== Input material ==
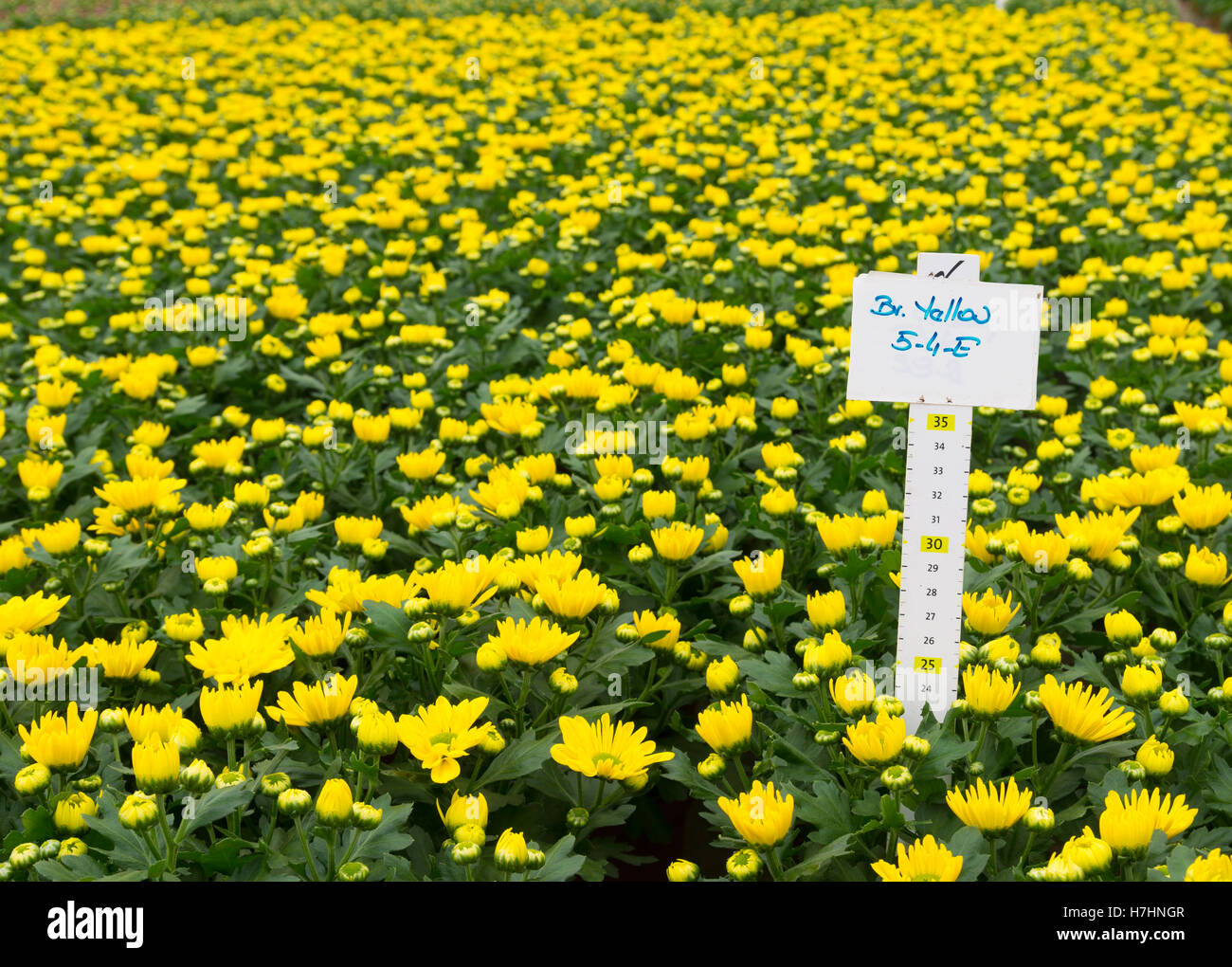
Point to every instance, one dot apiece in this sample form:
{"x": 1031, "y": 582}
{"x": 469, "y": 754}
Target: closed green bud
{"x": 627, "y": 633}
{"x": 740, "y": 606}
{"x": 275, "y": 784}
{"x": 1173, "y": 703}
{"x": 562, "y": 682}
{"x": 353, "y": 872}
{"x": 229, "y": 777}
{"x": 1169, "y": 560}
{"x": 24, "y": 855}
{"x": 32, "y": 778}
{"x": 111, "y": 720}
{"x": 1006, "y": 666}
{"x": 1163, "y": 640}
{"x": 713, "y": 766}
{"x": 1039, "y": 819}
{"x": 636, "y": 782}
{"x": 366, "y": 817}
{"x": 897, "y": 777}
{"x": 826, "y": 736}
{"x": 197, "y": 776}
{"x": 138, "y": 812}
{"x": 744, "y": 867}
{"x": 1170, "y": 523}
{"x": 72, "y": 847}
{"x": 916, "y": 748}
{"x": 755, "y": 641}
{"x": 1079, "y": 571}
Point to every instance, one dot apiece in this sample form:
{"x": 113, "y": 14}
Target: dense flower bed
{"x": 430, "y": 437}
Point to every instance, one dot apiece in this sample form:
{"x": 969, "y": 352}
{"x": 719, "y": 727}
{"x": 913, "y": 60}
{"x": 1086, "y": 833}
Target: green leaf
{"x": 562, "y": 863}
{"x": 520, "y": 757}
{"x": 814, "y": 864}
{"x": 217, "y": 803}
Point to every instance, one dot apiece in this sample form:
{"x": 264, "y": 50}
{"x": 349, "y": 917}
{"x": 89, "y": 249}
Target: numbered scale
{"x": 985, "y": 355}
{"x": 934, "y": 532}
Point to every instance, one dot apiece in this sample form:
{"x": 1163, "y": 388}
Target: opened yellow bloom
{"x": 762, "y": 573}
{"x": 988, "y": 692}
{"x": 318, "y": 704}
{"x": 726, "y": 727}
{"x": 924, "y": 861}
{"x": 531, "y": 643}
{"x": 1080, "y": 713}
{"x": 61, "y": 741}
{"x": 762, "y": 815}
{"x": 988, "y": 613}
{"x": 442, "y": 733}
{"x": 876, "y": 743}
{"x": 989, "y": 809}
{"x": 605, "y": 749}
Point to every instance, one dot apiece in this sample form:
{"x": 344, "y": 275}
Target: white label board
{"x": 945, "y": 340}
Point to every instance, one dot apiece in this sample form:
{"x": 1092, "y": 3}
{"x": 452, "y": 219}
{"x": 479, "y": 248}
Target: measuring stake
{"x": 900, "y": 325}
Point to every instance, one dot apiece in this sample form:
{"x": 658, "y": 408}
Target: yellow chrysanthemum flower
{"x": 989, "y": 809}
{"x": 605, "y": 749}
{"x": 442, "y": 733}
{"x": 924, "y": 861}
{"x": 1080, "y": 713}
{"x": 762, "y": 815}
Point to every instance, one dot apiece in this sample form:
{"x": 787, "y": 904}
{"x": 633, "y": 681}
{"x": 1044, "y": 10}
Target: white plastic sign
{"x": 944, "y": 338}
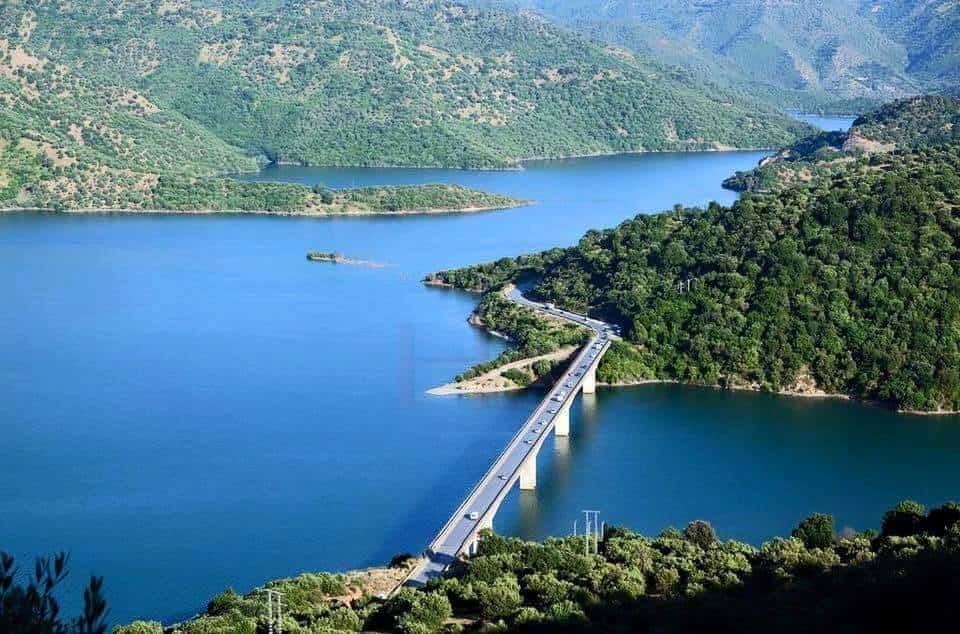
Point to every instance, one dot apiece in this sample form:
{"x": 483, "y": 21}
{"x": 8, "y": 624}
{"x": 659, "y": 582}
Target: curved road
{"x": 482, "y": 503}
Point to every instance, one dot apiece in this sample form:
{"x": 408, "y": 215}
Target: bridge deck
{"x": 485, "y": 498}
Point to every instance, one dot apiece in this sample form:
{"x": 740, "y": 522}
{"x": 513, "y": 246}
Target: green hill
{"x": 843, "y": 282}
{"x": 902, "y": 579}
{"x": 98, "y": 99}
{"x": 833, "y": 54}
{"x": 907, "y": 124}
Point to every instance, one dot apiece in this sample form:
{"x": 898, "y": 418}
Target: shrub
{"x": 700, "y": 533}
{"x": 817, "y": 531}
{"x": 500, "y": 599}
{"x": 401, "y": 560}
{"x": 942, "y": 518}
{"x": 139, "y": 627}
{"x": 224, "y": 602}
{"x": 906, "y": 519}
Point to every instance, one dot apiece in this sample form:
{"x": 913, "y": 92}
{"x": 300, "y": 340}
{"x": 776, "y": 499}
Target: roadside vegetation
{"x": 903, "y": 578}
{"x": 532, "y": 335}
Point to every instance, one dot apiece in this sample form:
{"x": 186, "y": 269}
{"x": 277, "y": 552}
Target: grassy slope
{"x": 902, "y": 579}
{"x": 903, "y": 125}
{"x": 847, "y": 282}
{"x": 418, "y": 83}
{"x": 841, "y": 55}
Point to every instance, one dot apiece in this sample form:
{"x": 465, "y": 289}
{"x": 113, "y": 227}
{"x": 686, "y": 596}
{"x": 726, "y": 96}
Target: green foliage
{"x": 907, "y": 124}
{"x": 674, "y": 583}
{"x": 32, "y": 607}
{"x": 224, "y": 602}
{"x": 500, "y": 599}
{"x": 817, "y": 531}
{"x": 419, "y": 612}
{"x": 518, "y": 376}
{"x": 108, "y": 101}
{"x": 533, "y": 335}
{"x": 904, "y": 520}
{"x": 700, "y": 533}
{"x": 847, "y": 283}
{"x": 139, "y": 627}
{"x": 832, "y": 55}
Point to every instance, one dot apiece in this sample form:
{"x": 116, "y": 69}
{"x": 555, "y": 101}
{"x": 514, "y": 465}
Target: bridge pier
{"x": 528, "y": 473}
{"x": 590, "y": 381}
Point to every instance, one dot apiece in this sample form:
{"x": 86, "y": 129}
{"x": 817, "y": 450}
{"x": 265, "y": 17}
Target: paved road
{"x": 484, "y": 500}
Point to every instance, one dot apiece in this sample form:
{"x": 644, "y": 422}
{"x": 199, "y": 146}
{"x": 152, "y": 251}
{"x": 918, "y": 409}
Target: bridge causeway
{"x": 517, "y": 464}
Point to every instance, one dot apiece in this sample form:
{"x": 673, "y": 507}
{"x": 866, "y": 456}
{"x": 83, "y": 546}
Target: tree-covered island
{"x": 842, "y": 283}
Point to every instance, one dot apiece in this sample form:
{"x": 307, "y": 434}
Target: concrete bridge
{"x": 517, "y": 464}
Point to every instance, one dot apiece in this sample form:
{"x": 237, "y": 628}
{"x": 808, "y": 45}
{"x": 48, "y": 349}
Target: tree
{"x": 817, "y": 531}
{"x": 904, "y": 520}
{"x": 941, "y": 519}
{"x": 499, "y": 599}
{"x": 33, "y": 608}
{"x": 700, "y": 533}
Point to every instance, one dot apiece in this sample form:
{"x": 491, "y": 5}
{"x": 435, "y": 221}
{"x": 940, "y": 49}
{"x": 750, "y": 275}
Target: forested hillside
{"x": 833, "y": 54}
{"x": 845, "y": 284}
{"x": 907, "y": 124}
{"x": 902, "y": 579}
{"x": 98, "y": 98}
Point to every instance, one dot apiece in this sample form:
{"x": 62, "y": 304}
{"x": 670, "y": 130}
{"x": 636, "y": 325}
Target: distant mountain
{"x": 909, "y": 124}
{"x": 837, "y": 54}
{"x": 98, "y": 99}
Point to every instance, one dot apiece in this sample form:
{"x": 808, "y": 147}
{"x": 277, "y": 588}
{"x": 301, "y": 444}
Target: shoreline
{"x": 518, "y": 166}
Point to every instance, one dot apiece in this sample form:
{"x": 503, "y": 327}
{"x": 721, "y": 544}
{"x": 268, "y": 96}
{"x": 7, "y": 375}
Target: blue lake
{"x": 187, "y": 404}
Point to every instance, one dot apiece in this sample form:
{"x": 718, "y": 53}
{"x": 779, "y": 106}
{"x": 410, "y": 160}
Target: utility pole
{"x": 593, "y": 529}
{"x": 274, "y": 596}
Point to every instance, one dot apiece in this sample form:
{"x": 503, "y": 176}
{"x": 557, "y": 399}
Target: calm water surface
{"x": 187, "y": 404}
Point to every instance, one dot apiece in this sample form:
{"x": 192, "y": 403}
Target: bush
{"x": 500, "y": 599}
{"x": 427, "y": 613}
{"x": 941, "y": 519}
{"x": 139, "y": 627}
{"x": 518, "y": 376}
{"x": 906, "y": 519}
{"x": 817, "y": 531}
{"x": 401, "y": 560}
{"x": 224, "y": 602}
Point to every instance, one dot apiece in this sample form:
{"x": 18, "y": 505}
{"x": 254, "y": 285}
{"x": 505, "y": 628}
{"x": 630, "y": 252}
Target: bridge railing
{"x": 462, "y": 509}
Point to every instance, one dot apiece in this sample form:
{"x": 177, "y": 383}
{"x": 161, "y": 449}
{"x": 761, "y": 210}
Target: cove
===
Exercise requirements: All lines starting at the one holding "Target: blue lake" and ending at the last line above must be output exactly, and no other line may appear.

Expected answer:
Target: blue lake
{"x": 187, "y": 404}
Point to every instance, one dot apiece in this sample form:
{"x": 718, "y": 53}
{"x": 779, "y": 106}
{"x": 410, "y": 160}
Target: utility pole
{"x": 593, "y": 529}
{"x": 274, "y": 596}
Point to every instance, one dot apiece in this sample form:
{"x": 503, "y": 176}
{"x": 557, "y": 399}
Target: calm water surface
{"x": 187, "y": 404}
Point to every instance, one dot apiece in this sample form:
{"x": 192, "y": 403}
Target: bush
{"x": 500, "y": 599}
{"x": 427, "y": 613}
{"x": 941, "y": 519}
{"x": 139, "y": 627}
{"x": 518, "y": 376}
{"x": 906, "y": 519}
{"x": 817, "y": 531}
{"x": 401, "y": 560}
{"x": 224, "y": 602}
Point to every instance, one dot apiece in this sample form:
{"x": 18, "y": 505}
{"x": 254, "y": 285}
{"x": 505, "y": 628}
{"x": 630, "y": 252}
Target: bridge railing
{"x": 462, "y": 509}
Point to every instance, one dot apiece in this sample form:
{"x": 177, "y": 383}
{"x": 161, "y": 449}
{"x": 761, "y": 210}
Target: cove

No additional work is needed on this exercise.